START Supplied records

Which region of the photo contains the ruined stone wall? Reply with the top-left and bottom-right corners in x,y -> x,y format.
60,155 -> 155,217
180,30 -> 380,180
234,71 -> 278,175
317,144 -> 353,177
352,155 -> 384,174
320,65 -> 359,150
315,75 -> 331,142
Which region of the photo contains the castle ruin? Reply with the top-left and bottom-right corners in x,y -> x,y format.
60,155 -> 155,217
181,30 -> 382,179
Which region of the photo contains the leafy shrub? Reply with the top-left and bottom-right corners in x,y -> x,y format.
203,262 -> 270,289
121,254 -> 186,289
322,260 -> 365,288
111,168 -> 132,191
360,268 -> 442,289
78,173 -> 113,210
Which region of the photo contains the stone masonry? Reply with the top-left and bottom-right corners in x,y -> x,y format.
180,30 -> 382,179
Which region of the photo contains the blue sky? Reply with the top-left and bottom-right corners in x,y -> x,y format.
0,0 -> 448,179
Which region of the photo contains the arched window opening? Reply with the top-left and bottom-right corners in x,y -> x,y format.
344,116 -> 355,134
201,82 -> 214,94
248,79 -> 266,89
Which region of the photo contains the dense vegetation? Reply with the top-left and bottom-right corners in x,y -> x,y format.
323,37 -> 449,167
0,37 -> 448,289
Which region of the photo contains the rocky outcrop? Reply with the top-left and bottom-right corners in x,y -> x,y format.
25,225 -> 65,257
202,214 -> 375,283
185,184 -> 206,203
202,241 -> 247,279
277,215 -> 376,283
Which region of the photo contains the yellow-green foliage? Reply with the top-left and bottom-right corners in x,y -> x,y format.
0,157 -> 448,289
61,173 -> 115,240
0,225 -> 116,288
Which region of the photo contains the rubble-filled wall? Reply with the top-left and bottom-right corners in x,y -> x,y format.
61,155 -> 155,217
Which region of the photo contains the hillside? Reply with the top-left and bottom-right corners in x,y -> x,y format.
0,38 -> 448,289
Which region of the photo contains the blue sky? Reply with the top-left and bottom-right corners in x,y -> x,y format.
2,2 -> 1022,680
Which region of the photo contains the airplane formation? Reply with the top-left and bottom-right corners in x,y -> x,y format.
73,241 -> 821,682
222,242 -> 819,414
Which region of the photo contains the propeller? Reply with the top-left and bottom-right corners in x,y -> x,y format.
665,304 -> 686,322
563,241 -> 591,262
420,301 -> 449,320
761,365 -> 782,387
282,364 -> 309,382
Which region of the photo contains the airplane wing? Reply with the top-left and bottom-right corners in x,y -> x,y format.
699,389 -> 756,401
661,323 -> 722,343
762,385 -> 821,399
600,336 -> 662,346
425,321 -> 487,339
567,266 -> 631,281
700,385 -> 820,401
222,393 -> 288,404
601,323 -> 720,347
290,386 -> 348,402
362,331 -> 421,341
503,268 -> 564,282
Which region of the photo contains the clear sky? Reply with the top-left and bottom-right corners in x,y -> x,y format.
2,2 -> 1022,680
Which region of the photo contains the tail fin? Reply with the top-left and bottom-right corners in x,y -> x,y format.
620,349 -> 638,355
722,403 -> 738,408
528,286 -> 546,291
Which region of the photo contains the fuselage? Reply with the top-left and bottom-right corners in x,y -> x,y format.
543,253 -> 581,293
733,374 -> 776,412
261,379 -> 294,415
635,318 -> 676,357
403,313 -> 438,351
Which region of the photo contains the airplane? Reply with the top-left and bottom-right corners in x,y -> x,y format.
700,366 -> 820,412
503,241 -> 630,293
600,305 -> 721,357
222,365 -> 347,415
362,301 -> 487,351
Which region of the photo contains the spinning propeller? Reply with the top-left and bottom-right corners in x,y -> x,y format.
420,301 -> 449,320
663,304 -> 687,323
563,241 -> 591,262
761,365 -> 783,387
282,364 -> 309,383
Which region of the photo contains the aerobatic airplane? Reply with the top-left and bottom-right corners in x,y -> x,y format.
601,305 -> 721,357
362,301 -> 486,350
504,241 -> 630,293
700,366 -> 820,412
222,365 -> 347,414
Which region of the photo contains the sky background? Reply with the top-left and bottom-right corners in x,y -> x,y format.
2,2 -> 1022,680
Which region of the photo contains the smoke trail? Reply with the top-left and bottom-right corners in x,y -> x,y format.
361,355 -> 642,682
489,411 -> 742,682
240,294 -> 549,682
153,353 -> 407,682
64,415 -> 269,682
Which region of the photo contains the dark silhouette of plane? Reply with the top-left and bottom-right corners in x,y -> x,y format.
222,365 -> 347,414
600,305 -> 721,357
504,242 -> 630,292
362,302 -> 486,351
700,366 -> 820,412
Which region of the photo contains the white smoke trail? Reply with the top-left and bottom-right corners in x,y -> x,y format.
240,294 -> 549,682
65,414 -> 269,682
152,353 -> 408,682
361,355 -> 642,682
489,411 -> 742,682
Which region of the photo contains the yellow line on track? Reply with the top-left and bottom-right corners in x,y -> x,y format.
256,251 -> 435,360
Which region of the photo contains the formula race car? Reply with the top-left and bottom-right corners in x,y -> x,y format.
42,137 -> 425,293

END Supplied records

About this task: Retype the data. Every line must match the original exactly.

Response to the task:
Which region of the photo contains the ruined stone wall? Reply with the top-left and bottom-right corners in x,y -> x,y format.
60,155 -> 155,217
180,30 -> 380,180
234,71 -> 278,175
317,144 -> 353,177
352,155 -> 384,174
320,65 -> 359,150
315,75 -> 331,142
Which region of the photo contains the castle ruin? Reply with the top-left and bottom-right corners in x,y -> x,y format.
60,155 -> 155,217
181,30 -> 382,179
Which region of the photo contains the leafy shrub? Reply with the top-left and bottom-right corners in x,y -> x,y format.
203,262 -> 270,289
121,254 -> 186,289
322,260 -> 365,288
111,168 -> 132,191
360,268 -> 442,289
78,173 -> 113,210
Which region of the photo contains the stone masonry? Reply with the top-left and bottom-right corners in x,y -> x,y format.
180,30 -> 382,179
Which region of the photo contains the blue sky? Reply with the top-left and bottom-right corners in x,y -> x,y format.
0,0 -> 448,179
Which region of the photo contains the arched window opening? Reply with the top-left and bottom-right corners in x,y -> x,y format.
344,116 -> 355,134
201,82 -> 214,94
248,79 -> 266,89
Which region of the photo contains the dense vegetation? Reply with the top-left and bottom-right corners in x,y -> x,y format.
323,37 -> 449,167
0,37 -> 448,289
Which region of the photo contains the rocky outcrop? Reply with the top-left and bottom-right corners in x,y -> x,y format.
25,225 -> 65,257
202,214 -> 375,283
185,184 -> 206,203
202,241 -> 247,279
277,215 -> 376,283
Which region of the photo contains the yellow-green foliage? Reply with the top-left and bottom-right corners in x,y -> x,y format.
0,157 -> 448,289
61,173 -> 115,240
0,225 -> 116,288
Which region of the photo contains the rubble-filled wall? Reply with the top-left and bottom-right corners in x,y -> x,y format.
61,155 -> 155,217
Which region of the photo contains the hillside? Reply with the top-left and bottom-right corners in x,y -> x,y format.
0,38 -> 448,289
Which region of the photo contains the blue sky? Reply with the top-left and bottom-right corners in x,y -> x,y format.
2,2 -> 1022,680
Which region of the photo contains the airplane formation? Reply with the top-left and bottom-right corners in x,y -> x,y format.
73,241 -> 821,682
222,242 -> 819,414
Which region of the photo contains the propeller? Reply with the top-left and bottom-right corners in x,y -> x,y format.
665,304 -> 686,322
563,241 -> 591,262
420,301 -> 449,320
761,365 -> 782,387
282,364 -> 309,382
Which region of the photo contains the airplane wing? Reply with the top-left and bottom-right corners in x,y -> x,y format.
699,389 -> 756,401
661,323 -> 722,343
762,385 -> 821,399
600,336 -> 662,346
425,321 -> 487,339
567,266 -> 631,281
700,385 -> 820,401
222,393 -> 288,404
601,323 -> 720,347
290,386 -> 348,402
362,331 -> 421,341
503,268 -> 564,282
Which region of the photo contains the clear sky? Reply with the top-left and bottom-right corners in x,y -> x,y format.
2,2 -> 1022,680
Which region of the photo contains the tail fin? Reply with the top-left and bottom-right corners in x,y -> x,y format.
620,349 -> 638,355
722,403 -> 738,408
528,286 -> 546,291
Which region of the photo contains the fuselage? Reply with the top-left and bottom-right corners in x,y -> x,y format.
543,253 -> 581,293
733,374 -> 776,412
261,379 -> 294,415
635,318 -> 676,357
403,313 -> 438,351
Which region of the photo contains the airplane? Reply with the top-left and bottom-right corners in x,y -> x,y format.
700,366 -> 820,412
503,241 -> 630,293
600,305 -> 721,357
222,365 -> 347,415
362,301 -> 487,351
Which region of the photo contains the spinning propeller? Reply with the top-left and bottom-right corners in x,y -> x,y format.
420,301 -> 449,320
663,304 -> 687,323
563,241 -> 591,262
761,365 -> 783,387
282,364 -> 309,383
Which region of the photo contains the aerobatic airplane? Reply with the top-left and bottom-right corners in x,y -> x,y format.
601,305 -> 721,357
362,301 -> 486,350
504,241 -> 630,293
700,366 -> 820,412
222,365 -> 347,414
Which region of the photo contains the sky background? Reply with the top-left and bottom-right corners in x,y -> x,y format.
2,2 -> 1022,680
Which region of the photo contains the smoke trail? Reply with the top-left and bottom-right corners in x,y -> x,y format.
361,355 -> 642,682
489,411 -> 742,682
240,294 -> 549,682
153,353 -> 407,682
64,415 -> 269,682
Which region of the photo contains the dark silhouette of plane? Reply with the top-left and bottom-right corners in x,y -> x,y format.
222,365 -> 347,414
600,305 -> 721,357
504,242 -> 630,292
362,302 -> 486,351
700,366 -> 820,412
Which region of the photo contains the white smoke trail? Reply with the top-left and bottom-right corners in x,y -> x,y format.
240,294 -> 549,682
65,414 -> 269,682
152,353 -> 408,682
361,355 -> 642,682
489,411 -> 742,682
Which region of the photo contains the yellow line on track? Reply with the top-left and bottom-right corners in x,y -> x,y format.
256,251 -> 435,360
Which region of the photo contains the formula race car? Reply with the top-left and bottom-right corners in x,y -> x,y format.
42,137 -> 425,293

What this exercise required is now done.